◆ **O QUE FAZER**
Diga se cada afirmação concorda com o trecho escolhido: responda sim ou não e cite as palavras exatas do trecho que decidem. (a) A Revolução dos Cravos começou em 25 de abril de 1974. (b) As famílias ligadas ao Ancient Régime sofreram o justiçamento revolucionário que temiam. (c) Os voluntários das Brigadas Internacionais conseguiram salvar a República.

◆ **TRECHO ESCOLHIDO**
==============================
Também estiveram no olho do furacão das esquerdas, a castelhana Madri e a catalã Barcelona, com a proclamação, em fevereiro de 1931, da Segunda República da Espanha, que perduraria até março de 1939. Foram os anos de apogeu do anarco-sindicalismo espanhol da poderosa Confederación Nacional del Trabajo (CNT), alinhada à Frente Popular, que reunia tradicionais adversários, como os marxistas, socialistas e comunistas, dentre os quais, stalinistas e trotskistas – para além de apoiarem os nacionalistas independentistas da Catalunha, País Basco e Galícia. Jovens do mundo inteiro, se bateriam, sem sucesso, como voluntários nas Brigadas Internacionais, para salvar a República madrilenha.
Lisboa se tornaria o ponto central dos ideais esquerdistas nos cinco anos seguintes à Revolução dos Cravos, que eclodiu em 25 de Abril de 1974, quando novas gerações de ativistas, não só portugueses e europeus, mas latino-americanos, sobretudo brasileiros, bem como africanos e asiáticos, assaltaram a velha metrópole do Império Português. Ocuparam, inclusive, palacetes abandonados por famílias ligadas ao Ancient Régime – temerosas de ‘justiçamento’ revolucionário que não aconteceria.
Lembro-me, perfeitamente, que até o movimento italiano de extrema-esquerda, Lotta Continua, chegou a invadir, no verão de 1975, uma das mansões na elegante Cascais, próxima a Lisboa. Um daqueles jovens era o jornalista romano Paolo Argentini, meu amigo, colega de trabalho, nos anos 1980, na redação da emissora monegasca de língua italiana Telemontecarlo.
Conheceria na incendiária Lisboa dos Capitães de Abril um dos dirigentes históricos da esquerda brasileira, o stalinista Diógenes Arruda Câmara (1914 – 1979). Ilustra a coluna a foto que fiz dele e da esposa, a artista plástica Teresa Costa Rego, em 1978, em Lisboa.
==============================
◆ **DADOS EXTRAÍDOS**
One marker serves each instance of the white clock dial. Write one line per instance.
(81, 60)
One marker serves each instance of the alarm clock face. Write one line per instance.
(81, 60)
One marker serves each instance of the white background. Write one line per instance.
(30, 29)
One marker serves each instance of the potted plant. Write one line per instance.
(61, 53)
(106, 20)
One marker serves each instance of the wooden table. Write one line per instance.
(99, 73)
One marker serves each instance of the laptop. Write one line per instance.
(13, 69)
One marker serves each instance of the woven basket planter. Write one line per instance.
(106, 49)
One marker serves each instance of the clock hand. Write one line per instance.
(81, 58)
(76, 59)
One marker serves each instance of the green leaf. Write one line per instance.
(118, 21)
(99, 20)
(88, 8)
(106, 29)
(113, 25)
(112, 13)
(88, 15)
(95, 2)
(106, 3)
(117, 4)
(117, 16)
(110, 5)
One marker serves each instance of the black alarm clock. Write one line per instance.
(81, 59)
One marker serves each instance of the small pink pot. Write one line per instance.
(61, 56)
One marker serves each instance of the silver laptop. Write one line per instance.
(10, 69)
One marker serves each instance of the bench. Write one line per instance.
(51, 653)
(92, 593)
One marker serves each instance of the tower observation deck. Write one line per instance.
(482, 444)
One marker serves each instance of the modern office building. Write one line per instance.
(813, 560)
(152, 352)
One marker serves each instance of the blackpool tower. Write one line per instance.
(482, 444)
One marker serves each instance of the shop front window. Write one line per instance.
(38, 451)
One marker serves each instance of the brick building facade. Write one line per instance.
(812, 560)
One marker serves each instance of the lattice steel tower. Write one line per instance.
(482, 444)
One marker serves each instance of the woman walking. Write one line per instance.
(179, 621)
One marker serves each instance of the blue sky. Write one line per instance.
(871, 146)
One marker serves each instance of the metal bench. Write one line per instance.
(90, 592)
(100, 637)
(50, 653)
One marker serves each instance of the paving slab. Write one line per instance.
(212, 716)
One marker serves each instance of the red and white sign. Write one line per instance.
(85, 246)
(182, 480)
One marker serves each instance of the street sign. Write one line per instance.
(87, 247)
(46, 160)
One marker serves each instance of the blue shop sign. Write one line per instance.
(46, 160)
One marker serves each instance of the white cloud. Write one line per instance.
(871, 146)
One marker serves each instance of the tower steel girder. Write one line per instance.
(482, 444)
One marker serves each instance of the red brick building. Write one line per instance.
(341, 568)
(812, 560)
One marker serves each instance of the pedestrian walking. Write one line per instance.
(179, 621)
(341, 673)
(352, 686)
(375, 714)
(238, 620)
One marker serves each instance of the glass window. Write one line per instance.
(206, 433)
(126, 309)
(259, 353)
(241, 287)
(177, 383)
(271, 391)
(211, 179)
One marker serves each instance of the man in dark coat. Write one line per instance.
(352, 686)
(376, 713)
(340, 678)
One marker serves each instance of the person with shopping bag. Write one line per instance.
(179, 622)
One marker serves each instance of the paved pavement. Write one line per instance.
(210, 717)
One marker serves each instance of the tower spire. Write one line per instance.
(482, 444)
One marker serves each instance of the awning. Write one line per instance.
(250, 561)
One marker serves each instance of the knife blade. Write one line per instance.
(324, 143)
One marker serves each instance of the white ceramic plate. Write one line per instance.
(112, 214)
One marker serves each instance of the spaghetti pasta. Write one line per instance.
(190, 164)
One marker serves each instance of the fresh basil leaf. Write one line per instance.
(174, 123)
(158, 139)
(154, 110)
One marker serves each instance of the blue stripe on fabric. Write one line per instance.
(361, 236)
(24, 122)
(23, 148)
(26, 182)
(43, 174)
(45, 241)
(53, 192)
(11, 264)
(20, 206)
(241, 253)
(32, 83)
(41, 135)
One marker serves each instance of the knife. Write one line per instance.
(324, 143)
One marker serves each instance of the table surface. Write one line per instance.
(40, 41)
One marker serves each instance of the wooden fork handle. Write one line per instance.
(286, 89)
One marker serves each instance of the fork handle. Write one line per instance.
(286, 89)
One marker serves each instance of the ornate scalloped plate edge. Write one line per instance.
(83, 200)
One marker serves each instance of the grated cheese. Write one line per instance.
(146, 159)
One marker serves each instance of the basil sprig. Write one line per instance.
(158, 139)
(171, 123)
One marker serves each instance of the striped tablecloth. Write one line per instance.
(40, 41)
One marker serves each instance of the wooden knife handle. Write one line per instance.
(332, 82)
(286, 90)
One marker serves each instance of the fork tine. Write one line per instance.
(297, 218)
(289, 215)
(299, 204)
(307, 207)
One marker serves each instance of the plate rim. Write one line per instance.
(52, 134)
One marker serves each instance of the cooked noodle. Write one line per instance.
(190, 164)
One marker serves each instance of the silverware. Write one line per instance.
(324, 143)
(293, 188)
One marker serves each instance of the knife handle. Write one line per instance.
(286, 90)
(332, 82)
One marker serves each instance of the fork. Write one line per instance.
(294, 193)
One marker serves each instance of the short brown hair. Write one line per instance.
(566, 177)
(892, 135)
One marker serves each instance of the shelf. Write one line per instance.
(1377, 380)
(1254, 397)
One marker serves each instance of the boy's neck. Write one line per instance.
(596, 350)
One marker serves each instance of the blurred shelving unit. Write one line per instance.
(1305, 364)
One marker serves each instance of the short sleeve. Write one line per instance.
==============================
◆ **RESPOSTA ESPERADA**
(a) Sim: "que eclodiu em 25 de Abril de 1974".
(b) Não: "temerosas de ‘justiçamento’ revolucionário que não aconteceria".
(c) Não: "se bateriam, sem sucesso, como voluntários nas Brigadas Internacionais, para salvar a República madrilenha".